### Supplied entries ###

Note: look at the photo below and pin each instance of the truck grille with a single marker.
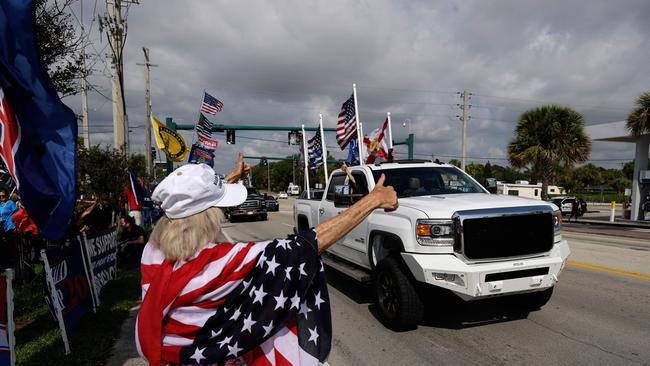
(249, 205)
(506, 232)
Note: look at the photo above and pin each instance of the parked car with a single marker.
(272, 204)
(448, 232)
(314, 194)
(254, 207)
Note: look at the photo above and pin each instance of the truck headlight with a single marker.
(557, 226)
(434, 232)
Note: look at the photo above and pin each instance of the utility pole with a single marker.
(116, 34)
(268, 177)
(147, 97)
(466, 96)
(84, 88)
(84, 97)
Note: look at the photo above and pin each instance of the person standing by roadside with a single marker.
(7, 210)
(132, 241)
(575, 209)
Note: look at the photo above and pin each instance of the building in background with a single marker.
(523, 188)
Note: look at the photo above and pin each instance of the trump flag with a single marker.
(38, 132)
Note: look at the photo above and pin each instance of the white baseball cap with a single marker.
(194, 188)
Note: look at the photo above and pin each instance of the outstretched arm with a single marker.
(330, 231)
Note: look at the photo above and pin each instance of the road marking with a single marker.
(639, 275)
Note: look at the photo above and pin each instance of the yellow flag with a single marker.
(169, 141)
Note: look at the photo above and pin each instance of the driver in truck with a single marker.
(350, 184)
(206, 302)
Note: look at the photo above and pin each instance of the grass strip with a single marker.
(38, 339)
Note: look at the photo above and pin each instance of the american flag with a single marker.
(211, 105)
(376, 143)
(346, 128)
(265, 303)
(204, 132)
(315, 151)
(204, 127)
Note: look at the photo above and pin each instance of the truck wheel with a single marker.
(533, 300)
(398, 303)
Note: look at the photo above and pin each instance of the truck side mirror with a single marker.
(491, 185)
(346, 200)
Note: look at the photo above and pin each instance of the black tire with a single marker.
(533, 300)
(398, 304)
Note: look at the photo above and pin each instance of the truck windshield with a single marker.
(411, 182)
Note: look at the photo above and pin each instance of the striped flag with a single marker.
(265, 303)
(346, 128)
(315, 151)
(211, 105)
(204, 132)
(38, 139)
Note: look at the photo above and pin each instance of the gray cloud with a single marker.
(283, 62)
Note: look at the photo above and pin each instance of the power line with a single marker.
(551, 102)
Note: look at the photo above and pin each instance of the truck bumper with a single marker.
(481, 280)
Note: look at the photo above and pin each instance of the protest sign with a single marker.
(68, 291)
(7, 340)
(101, 252)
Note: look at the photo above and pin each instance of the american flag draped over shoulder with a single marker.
(211, 105)
(376, 143)
(265, 303)
(346, 128)
(315, 151)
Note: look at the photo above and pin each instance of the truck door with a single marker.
(327, 209)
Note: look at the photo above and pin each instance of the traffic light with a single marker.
(230, 137)
(294, 138)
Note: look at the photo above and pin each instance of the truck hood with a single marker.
(444, 206)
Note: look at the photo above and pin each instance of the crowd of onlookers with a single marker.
(21, 243)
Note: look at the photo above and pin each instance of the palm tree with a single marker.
(638, 122)
(548, 137)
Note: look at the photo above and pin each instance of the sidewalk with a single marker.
(124, 352)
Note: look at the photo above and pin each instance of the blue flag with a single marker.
(353, 152)
(201, 155)
(38, 139)
(141, 194)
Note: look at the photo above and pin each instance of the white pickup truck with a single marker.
(448, 232)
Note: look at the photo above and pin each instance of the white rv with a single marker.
(523, 188)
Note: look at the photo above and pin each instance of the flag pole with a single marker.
(324, 147)
(356, 113)
(362, 143)
(304, 149)
(390, 131)
(11, 327)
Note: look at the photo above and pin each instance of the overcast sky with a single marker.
(284, 62)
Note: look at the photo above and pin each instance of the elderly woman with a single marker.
(257, 303)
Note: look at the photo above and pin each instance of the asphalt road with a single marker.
(599, 313)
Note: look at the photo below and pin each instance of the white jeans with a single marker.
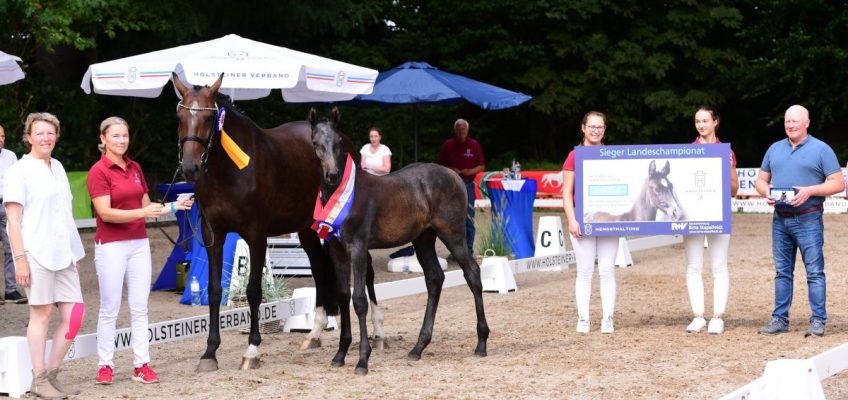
(586, 248)
(717, 246)
(116, 262)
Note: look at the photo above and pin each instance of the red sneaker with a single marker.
(145, 374)
(104, 375)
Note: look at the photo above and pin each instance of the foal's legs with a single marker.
(380, 340)
(471, 272)
(325, 286)
(425, 250)
(341, 263)
(359, 263)
(258, 244)
(208, 361)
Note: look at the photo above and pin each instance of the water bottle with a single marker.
(195, 292)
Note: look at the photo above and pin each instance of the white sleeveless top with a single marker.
(374, 159)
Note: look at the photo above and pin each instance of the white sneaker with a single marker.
(716, 326)
(697, 324)
(607, 325)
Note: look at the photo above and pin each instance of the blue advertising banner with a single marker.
(653, 189)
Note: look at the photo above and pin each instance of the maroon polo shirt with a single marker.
(467, 155)
(125, 188)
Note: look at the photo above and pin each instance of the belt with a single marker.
(789, 214)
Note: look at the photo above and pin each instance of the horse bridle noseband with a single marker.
(206, 143)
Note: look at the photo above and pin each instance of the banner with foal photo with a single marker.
(653, 189)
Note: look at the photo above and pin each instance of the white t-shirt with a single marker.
(374, 160)
(7, 158)
(49, 232)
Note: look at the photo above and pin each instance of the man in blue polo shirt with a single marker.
(810, 167)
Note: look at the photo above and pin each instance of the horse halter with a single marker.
(206, 143)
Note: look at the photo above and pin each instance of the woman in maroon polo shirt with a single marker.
(121, 249)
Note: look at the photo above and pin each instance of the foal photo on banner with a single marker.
(653, 189)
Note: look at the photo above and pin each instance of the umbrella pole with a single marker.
(415, 132)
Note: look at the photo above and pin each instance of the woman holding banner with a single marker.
(586, 248)
(706, 123)
(121, 248)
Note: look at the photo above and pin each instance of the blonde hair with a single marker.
(104, 126)
(35, 117)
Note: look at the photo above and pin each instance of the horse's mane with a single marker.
(223, 99)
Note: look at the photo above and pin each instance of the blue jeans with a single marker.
(470, 231)
(804, 232)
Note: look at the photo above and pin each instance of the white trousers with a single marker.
(117, 262)
(586, 248)
(717, 247)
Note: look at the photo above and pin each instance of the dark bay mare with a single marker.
(657, 194)
(415, 204)
(258, 183)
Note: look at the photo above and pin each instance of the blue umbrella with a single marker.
(419, 82)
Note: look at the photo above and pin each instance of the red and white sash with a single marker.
(330, 217)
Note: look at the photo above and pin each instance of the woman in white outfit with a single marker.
(376, 157)
(586, 248)
(47, 249)
(706, 123)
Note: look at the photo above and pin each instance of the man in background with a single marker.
(464, 156)
(808, 166)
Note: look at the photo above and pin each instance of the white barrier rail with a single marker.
(15, 364)
(783, 372)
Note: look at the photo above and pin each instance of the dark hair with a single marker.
(713, 113)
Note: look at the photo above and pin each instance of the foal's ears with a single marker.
(335, 116)
(652, 168)
(312, 117)
(217, 85)
(179, 84)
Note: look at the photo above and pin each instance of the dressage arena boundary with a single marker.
(496, 274)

###

### Problem to work on
All that is needed is an exact copy of the entries above, minus the pictures.

### Response area
Note: look at the photo below and pin each instance of the truck grille with a single marker.
(249, 205)
(506, 232)
Note: look at the photo above and pin each instance of the parked car with a single marker.
(272, 204)
(448, 232)
(314, 194)
(254, 207)
Note: look at the photo above and pin each instance of the truck headlight with a single marker.
(557, 226)
(434, 232)
Note: look at the photo above and pin each instance of the utility pole with a single marker.
(116, 34)
(268, 177)
(147, 97)
(466, 96)
(84, 88)
(84, 97)
Note: look at the photo above and pin each instance of the person standing by roadside with a single marker.
(7, 210)
(132, 241)
(575, 209)
Note: look at the photo above and pin each instance of the building in background with a single marker.
(523, 188)
Note: look at the photo above and pin each instance of the trump flag with a single marker.
(38, 132)
Note: look at the photo above and pin each instance of the white baseball cap with a single marker.
(194, 188)
Note: look at the photo above and pin each instance of the outstretched arm with a single marker.
(330, 231)
Note: look at the photo above and pin each instance of the road marking with a single marker.
(639, 275)
Note: look at the photo above and pin each instance of the yellow flag with a single marker.
(169, 141)
Note: look at the photo above and pin each instance of the driver in truck with a single marker.
(350, 184)
(206, 302)
Note: look at the photo above and pin each instance of the grass strip with a single marker.
(38, 339)
Note: look at the photo above and pin each instance of the american flag with a single marker.
(211, 105)
(376, 143)
(346, 128)
(265, 303)
(204, 132)
(315, 151)
(204, 127)
Note: look at the photo above and pin each instance of the truck wheel with a single marker.
(533, 300)
(398, 303)
Note: look at the photo above and pin each instance of the truck side mirror with a single marker.
(491, 185)
(346, 200)
Note: look at the photo above and pin each instance of the black tire with a single marker.
(533, 300)
(398, 304)
Note: look at the photo above and pin each instance of the truck windshield with a single marker.
(411, 182)
Note: look at the photo above and pin each instance of the striped flag with a single marker.
(265, 303)
(346, 128)
(315, 151)
(211, 105)
(204, 132)
(38, 139)
Note: look at the photo above and pin each instance of the gray cloud with a single marker.
(283, 62)
Note: look at the photo above and pin each instance of the power line with a single marker.
(551, 102)
Note: look at the photo above and pin each instance of the truck bumper with a single marker.
(481, 280)
Note: look at the photo above and pin each instance of the protest sign with a single marker.
(68, 291)
(7, 340)
(101, 252)
Note: look at the photo above and pin each instance of the american flag draped over shoulder with a single marker.
(211, 105)
(376, 143)
(265, 303)
(346, 128)
(315, 151)
Note: look at the photo above and pin each instance of the truck door with a single marker.
(327, 209)
Note: look at the photo above and pin each instance of the traffic light with a single marker.
(230, 137)
(294, 138)
Note: look at the photo above and pin each instance of the truck hood with a single marker.
(444, 206)
Note: look at the photo above and pin each instance of the crowd of onlookers with a single marker.
(21, 243)
Note: look at the photo above and pin each instance of the palm tree with a single marker.
(638, 122)
(548, 137)
Note: look at the photo above and pin each instance of the sidewalk with a single marker.
(124, 352)
Note: look at the photo above and pin each instance of the blue flag with a single marker.
(353, 152)
(201, 155)
(38, 139)
(141, 194)
Note: look at the photo above and pin each instance of the white pickup truck with a single marker.
(448, 232)
Note: look at the photo above and pin each instance of the white rv with a single marker.
(523, 188)
Note: look at the photo above and pin each instance of the flag pole with a single marker.
(324, 147)
(356, 113)
(362, 143)
(304, 149)
(390, 131)
(11, 327)
Note: look at the photo above and pin each instance of the overcast sky with a single marker.
(284, 62)
Note: look at the photo above and pin each instance of the elderly woman with a single marker.
(257, 303)
Note: look at the photo above and pin each instance of the asphalt road with a single marker.
(599, 313)
Note: look at the photo below and pin each instance of the white jeans with a single marker.
(586, 248)
(717, 246)
(116, 262)
Note: look at the photo above and pin each instance of the red sneaker with a single marker.
(145, 374)
(104, 375)
Note: look at the photo above and pin each instance of the foal's legs with a single marker.
(380, 340)
(471, 272)
(325, 286)
(425, 250)
(341, 263)
(359, 263)
(258, 244)
(208, 361)
Note: look at the photo above and pin each instance of the water bottle with a single marker.
(195, 292)
Note: look at the photo above and pin each instance of the white sleeveless top with a single marker.
(374, 159)
Note: look at the photo above and pin each instance of the white sneaker with a single marker.
(716, 326)
(697, 324)
(607, 325)
Note: look at the photo above and pin each instance of the blue advertising banner with a single marker.
(653, 189)
Note: look at the photo above and pin each instance of the maroon polo shirt with a single marker.
(467, 155)
(125, 188)
Note: look at the photo above and pin each instance of the belt with a single marker.
(789, 214)
Note: look at the photo above and pin each instance of the horse bridle noseband with a single marker.
(206, 143)
Note: look at the photo above and pin each instance of the banner with foal photo with a single marker.
(653, 189)
Note: look at the photo above and pin each instance of the white t-shirt with a single marker.
(374, 160)
(7, 158)
(49, 232)
Note: look at the photo above and pin each instance of the man in blue polo shirt with a single marker.
(810, 167)
Note: look at the photo above and pin each instance of the horse halter with a single marker.
(206, 143)
Note: look at the photo above and pin each instance of the woman in maroon polo shirt with a single marker.
(121, 249)
Note: look at the photo above and pin each instance of the foal photo on banner with a single marker.
(653, 189)
Note: look at the photo above and pin each instance of the umbrella pole with a single marker.
(415, 132)
Note: look at the photo above and pin each instance of the woman holding banner with a single marker.
(586, 248)
(706, 123)
(121, 248)
Note: look at the photo above and pin each instance of the blonde hair with a single marker.
(104, 126)
(35, 117)
Note: look at the photo above and pin each instance of the horse's mane with a single marker.
(223, 99)
Note: look at the photo above and pin each instance of the blue jeans with a single marker.
(470, 231)
(804, 232)
Note: look at the photo above and pin each instance of the white trousers with a single marker.
(117, 262)
(586, 248)
(717, 247)
Note: look at the photo above and pin each instance of the dark bay mare with a single marker.
(657, 194)
(415, 204)
(258, 183)
Note: look at the photo above and pin each instance of the blue umbrella with a single marker.
(419, 82)
Note: look at the photo above and pin each instance of the red and white sash with a single marker.
(330, 217)
Note: look at the photo above and pin each instance of the woman in white outfit with a single marker.
(376, 157)
(586, 248)
(47, 249)
(706, 123)
Note: look at the photo above and pin each instance of the man in background with a single marker.
(464, 156)
(808, 166)
Note: look at the photo above and pin each instance of the white barrier rail with a single marker.
(15, 364)
(783, 372)
Note: look at the photo above and pin each instance of the dark hair with a single marker.
(713, 113)
Note: look at the photo above and pin each instance of the foal's ears with a single marker.
(335, 116)
(652, 168)
(312, 117)
(217, 85)
(179, 84)
Note: look at the photo above and pin each instance of the dressage arena boundary with a single marker.
(496, 274)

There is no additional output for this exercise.